Data pulled from a collection:
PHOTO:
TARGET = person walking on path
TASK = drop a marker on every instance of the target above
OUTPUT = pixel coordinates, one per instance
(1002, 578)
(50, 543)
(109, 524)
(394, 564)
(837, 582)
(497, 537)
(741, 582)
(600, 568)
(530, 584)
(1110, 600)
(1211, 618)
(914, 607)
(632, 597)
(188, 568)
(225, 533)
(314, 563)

INSTRUCTIONS TO FOLLOW:
Edit the lines above by replacing "person walking on path" with "pedestrian on the path", and leave everything else unchanged.

SOLUTION FOR THIS TASK:
PHOTO:
TARGET = pedestrian on the path
TASK = drop a marker on every instance of the target above
OUTPUT = pixel coordinates, one per instance
(1002, 578)
(50, 543)
(109, 524)
(394, 564)
(837, 582)
(497, 537)
(741, 582)
(600, 568)
(530, 584)
(1110, 600)
(1211, 618)
(914, 607)
(632, 597)
(188, 568)
(225, 533)
(314, 563)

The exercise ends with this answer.